EXERCISE DETAILS:
List each line of the data that holds the string "object", please.

Stored data entries
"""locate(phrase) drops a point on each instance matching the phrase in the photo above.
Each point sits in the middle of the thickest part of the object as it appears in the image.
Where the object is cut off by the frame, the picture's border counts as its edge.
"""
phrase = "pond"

TASK RESPONSE:
Each point sits in the middle of the thickest part of the object as it appears in the image.
Where the object is cut off by the frame, the picture's border counts as its edge.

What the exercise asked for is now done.